• Exercise description:
Extend the interview about Marguerite below, picking up right after its last sentence.
━━ Selected passage
I think that incredible things happen when women come together. I wanted to provide a space in which women would be made to feel more confident which would hopefully go on to have an impact in their careers and most importantly, their lives. Judging by our talks in comparison to many others I’ve been to, I’m always struck by how many questions from the audience there are at the end. I think women feel a lot more confident in the company of other women which means they get more out of the situation. Furthermore, if there’s one thing the #MeToo movement taught us, it’s that there’s a lot to be learnt from women sharing their experiences with one another.
I should say that Marguerite is female and non binary-focussed. If a man wanted to come to one of our regular events, he would be very welcome and we host some events that are open to all. We hosted one of these with Lean In just before lockdown began on how people feel in the workplace post #MeToo – a discussion that would have been a pointless echo chamber if it was just had by a group of women!
Marguerite members at their Polly Morgan studio visit by Luke Fullalove
You have aligned your online presence to support the creative industries: tell us a little bit about this
The week before the official lockdown began, we began to see many members of our community (especially freelancers) lose their jobs. We therefore instantly shifted our attention to launch a forum where freelancers could meet potential employers. It was way more successful than we could ever had imagined and we paired our first freelancer with a paid job in under 24 hours. The following week we also launched a forum to support small businesses – where independent brands could present their products and anyone who was in the position to shop could find them! In the absence of our usual events, we wanted to pivot quickly to best suit the new needs of our community.
We’ve also been hosting online talks and workshops on our Instagram Live focussing on the things people are most worried about right now including money, managing anxiety and parenting kids and teenagers when you’re trying to hold down your other full time job! We’re now running ‘Marguerite Creates’ every Saturday and Sunday morning where creatives are showing us how to do things like: draw our house plants; collage; make simple home improvements; and take better photographs on our phones! We wanted to provide quick, fun activities to allow people to try something new to alleviate the lockdown boredom – and maybe even get that “Oh my god! I did it!” feeling I think we all need a bit of right now!
━━━━
━━ Supplied information
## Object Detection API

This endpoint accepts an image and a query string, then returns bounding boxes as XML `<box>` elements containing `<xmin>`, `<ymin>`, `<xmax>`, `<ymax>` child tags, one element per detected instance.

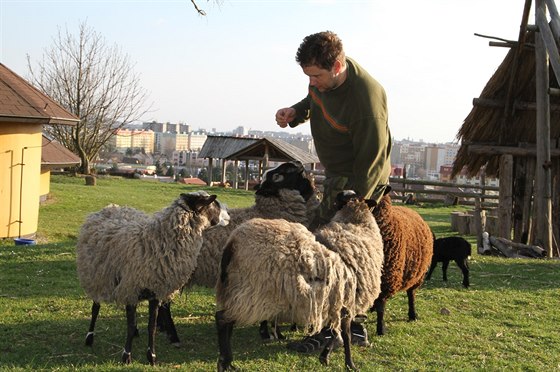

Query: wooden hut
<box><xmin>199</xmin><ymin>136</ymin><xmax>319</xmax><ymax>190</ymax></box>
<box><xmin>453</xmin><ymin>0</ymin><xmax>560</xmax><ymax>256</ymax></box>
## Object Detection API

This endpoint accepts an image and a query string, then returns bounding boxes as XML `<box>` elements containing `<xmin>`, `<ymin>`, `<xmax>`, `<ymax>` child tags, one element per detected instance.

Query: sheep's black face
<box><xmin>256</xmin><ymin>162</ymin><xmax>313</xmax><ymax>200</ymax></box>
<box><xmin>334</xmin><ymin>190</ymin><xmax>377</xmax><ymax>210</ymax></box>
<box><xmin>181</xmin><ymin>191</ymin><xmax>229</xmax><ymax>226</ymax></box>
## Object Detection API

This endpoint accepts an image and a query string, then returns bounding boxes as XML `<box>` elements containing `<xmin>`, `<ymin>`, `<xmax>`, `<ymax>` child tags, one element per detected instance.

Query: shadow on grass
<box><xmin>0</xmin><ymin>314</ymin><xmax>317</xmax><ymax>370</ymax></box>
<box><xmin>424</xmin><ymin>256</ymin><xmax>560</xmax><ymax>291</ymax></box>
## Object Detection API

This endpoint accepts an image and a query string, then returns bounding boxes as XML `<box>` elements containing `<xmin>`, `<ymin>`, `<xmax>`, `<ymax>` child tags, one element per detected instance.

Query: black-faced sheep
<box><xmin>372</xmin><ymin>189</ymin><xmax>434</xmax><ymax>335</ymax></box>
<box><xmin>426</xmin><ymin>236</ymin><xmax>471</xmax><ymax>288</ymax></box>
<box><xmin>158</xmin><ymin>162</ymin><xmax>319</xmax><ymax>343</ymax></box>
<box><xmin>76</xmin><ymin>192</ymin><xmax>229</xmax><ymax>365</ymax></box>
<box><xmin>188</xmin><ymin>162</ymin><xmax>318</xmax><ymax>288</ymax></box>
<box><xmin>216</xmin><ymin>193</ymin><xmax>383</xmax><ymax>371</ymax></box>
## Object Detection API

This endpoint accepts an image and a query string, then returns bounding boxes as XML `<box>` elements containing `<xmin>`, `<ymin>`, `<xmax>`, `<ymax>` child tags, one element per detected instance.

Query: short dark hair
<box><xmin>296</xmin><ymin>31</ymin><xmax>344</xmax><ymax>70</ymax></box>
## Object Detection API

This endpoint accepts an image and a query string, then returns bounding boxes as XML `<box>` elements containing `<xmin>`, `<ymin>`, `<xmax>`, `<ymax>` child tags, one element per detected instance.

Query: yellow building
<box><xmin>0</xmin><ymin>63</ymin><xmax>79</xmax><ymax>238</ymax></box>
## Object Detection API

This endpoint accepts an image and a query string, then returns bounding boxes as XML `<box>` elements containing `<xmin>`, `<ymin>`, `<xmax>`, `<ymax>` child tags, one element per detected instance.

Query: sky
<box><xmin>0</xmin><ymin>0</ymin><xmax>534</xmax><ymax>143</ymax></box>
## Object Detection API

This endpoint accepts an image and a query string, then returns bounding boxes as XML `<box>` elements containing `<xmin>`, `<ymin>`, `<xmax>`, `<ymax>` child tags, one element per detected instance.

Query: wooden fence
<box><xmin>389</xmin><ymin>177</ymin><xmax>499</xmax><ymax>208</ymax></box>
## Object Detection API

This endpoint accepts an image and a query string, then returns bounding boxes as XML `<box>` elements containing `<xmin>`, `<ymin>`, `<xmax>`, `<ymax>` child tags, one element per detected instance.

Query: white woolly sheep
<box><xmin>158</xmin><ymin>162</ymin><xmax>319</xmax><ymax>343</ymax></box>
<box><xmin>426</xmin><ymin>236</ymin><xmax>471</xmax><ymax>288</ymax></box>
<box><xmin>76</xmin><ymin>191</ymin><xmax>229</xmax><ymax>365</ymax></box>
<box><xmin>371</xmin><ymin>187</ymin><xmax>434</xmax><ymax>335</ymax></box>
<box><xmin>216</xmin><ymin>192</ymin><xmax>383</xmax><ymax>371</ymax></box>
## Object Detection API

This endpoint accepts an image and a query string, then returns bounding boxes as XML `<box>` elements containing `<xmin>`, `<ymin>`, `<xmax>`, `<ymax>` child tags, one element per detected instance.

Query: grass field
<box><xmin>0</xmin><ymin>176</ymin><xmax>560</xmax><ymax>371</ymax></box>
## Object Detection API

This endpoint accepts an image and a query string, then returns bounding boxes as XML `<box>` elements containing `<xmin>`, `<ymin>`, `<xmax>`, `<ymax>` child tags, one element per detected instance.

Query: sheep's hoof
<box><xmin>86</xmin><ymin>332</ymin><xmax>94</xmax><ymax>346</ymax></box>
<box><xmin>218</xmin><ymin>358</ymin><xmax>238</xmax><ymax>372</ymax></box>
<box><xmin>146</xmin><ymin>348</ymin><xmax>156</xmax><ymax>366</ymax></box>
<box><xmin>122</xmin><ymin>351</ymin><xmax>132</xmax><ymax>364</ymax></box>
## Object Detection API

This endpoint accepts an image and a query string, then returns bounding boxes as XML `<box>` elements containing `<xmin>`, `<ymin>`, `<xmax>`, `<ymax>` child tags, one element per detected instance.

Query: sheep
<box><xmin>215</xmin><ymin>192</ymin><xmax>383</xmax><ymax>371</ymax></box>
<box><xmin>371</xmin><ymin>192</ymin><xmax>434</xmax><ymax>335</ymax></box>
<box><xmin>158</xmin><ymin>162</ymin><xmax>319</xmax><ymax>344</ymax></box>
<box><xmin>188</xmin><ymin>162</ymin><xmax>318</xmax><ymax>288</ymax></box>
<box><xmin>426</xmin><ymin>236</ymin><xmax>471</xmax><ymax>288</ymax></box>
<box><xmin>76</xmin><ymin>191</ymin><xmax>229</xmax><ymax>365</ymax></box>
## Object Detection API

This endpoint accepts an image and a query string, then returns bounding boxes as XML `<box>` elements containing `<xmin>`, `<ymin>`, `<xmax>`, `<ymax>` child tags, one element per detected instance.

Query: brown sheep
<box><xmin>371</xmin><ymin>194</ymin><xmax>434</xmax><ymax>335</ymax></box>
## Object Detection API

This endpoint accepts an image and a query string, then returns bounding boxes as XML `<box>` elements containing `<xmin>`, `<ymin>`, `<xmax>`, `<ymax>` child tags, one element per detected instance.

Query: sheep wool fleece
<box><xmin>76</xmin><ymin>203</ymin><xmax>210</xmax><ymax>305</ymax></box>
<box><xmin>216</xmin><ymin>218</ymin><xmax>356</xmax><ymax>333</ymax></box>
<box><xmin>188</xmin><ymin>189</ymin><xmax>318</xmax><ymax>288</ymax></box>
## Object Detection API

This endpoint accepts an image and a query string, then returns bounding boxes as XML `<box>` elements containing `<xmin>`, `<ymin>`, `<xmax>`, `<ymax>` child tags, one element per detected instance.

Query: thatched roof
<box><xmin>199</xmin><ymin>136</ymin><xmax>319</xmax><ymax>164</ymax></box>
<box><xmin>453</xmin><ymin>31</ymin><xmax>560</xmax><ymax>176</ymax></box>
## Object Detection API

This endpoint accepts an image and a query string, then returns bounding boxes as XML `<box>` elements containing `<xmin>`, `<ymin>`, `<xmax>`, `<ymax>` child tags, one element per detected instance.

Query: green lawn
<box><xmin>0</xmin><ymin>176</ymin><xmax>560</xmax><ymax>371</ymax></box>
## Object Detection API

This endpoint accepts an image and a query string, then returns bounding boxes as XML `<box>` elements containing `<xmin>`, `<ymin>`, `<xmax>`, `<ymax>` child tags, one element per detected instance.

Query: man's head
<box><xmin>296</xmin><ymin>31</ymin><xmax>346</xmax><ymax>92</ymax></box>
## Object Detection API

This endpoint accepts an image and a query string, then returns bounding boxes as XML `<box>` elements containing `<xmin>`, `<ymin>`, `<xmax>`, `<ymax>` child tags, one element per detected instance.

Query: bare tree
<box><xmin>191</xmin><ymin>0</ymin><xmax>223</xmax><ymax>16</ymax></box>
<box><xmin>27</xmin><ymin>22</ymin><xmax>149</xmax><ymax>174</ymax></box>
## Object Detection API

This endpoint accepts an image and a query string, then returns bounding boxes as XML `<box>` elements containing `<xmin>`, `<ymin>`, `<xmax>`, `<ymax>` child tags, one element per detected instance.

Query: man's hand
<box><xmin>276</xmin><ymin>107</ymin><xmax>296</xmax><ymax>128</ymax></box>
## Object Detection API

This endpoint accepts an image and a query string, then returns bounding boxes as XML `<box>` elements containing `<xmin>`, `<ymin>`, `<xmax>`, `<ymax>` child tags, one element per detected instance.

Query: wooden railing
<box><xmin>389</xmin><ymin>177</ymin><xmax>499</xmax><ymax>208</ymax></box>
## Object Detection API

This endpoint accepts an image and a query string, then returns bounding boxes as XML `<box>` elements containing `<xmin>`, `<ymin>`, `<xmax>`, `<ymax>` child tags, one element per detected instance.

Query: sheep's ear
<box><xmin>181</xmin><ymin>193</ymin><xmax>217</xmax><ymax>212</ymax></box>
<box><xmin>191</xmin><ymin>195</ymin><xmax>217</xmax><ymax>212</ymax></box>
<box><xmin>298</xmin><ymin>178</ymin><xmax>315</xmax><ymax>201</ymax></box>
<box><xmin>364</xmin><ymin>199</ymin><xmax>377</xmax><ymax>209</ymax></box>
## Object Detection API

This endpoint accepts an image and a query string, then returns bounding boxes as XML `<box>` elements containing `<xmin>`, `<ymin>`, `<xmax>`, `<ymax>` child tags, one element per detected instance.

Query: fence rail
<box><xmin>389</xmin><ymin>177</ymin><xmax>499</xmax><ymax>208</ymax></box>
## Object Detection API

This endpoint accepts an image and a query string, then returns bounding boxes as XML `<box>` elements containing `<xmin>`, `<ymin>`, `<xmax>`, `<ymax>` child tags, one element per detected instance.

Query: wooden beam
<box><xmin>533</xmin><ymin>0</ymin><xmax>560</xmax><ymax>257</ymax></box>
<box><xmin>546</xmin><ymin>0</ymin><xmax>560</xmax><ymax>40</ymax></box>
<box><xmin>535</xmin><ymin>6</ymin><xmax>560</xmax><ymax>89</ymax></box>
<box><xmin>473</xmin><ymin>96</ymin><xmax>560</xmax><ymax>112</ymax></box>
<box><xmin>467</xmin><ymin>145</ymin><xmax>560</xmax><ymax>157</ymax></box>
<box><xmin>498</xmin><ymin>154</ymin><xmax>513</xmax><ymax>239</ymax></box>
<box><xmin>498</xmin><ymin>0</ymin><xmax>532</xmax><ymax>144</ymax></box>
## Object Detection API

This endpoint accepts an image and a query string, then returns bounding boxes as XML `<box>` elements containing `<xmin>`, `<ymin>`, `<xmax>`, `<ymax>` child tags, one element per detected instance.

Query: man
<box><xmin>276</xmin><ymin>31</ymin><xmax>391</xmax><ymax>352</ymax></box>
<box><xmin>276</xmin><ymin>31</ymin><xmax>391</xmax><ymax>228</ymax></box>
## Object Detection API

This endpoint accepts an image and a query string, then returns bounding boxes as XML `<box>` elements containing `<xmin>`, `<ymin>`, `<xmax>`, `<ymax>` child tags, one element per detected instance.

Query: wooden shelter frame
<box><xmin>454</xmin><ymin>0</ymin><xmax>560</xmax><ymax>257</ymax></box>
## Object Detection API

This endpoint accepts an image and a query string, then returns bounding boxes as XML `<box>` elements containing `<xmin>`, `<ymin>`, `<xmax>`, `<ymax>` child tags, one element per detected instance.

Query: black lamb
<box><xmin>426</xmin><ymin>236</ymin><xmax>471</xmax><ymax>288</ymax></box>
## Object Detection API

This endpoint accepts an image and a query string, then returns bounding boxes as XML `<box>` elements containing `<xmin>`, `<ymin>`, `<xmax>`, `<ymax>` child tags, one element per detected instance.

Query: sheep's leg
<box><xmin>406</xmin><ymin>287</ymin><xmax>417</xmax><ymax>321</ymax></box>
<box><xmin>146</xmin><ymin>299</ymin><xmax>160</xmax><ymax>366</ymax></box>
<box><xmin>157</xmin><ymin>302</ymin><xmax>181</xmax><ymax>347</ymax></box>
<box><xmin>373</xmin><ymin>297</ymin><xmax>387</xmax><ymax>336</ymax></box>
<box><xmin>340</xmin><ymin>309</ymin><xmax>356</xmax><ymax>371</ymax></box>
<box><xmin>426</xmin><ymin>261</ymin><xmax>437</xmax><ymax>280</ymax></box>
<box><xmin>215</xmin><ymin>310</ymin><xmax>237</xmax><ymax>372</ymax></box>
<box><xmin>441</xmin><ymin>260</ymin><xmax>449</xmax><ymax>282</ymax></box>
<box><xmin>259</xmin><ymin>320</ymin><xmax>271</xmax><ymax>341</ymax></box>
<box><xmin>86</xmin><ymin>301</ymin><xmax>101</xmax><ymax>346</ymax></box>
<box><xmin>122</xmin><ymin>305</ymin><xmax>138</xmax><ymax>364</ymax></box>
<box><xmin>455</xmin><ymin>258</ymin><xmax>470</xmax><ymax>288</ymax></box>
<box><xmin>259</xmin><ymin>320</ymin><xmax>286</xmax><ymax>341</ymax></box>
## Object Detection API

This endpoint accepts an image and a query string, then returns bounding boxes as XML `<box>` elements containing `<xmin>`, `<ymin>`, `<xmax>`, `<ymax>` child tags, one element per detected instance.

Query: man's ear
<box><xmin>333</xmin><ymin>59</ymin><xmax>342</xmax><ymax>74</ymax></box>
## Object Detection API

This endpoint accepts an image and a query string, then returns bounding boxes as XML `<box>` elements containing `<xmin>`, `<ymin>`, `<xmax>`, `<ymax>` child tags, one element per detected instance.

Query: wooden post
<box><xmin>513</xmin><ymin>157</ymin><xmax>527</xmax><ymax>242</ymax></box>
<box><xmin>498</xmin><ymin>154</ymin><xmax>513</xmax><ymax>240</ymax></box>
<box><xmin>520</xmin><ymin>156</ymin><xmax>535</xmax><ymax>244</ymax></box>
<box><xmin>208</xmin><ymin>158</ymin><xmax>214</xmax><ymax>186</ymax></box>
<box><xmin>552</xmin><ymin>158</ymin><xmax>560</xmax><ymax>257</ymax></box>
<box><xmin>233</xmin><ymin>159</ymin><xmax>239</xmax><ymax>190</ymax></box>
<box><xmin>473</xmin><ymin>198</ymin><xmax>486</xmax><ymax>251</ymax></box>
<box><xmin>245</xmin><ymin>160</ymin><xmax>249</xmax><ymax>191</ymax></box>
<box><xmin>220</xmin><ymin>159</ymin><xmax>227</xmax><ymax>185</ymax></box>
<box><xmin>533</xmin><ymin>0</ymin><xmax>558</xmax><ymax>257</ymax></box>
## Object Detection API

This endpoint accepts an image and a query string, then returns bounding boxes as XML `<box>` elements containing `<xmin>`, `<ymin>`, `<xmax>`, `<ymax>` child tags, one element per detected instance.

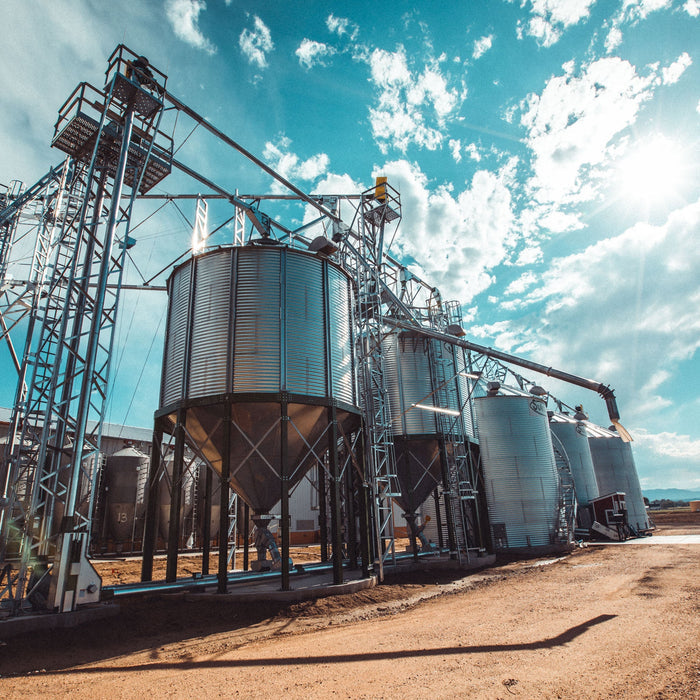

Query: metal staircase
━━━━
• Output for this exercise:
Unlike our usual events, these new online features are all quite ‘rough and ready’. We felt it was important to act quickly to give people what they needed rather than spending lots of time (and money!) producing something really sleek that may become redundant by the time it was ready. People’s requirements and moods are changing every day at the moment and we’re very mindful of being relevant. It’s actually also been a brilliant time to test out new things and throw us out of our comfort zone!
Marguerite Presents Snappy Salons on Women in the Arts part of the February 2017 Uniqlo Tate Lates at Tate Modern Image by Dunja Opalko
What has C19 taught you?
Professionally, the joy of slowing down. We’ve hosted 40 events a year for the past few years which is a lot and can mean up to three events taking place in one week. I think once this is all over, we’ll consider hosting fewer events but maximising the quality.
What will the most important lessons be for the creative industry post C19 do you think?
Much like many industries, I think coronavirus will force the creative industries to slow down. The hectic merry-go-round of private views, art fairs, fashion weeks and events was tiring for everyone involved and I think ultimately, unsustainable. Furthermore, the shipping and travel required for the larger international events of course had huge environmental implications. It’s been interesting to see how quickly art fairs and galleries have shifted to host their events online – I hope a lot of this will remain in place once this is all over.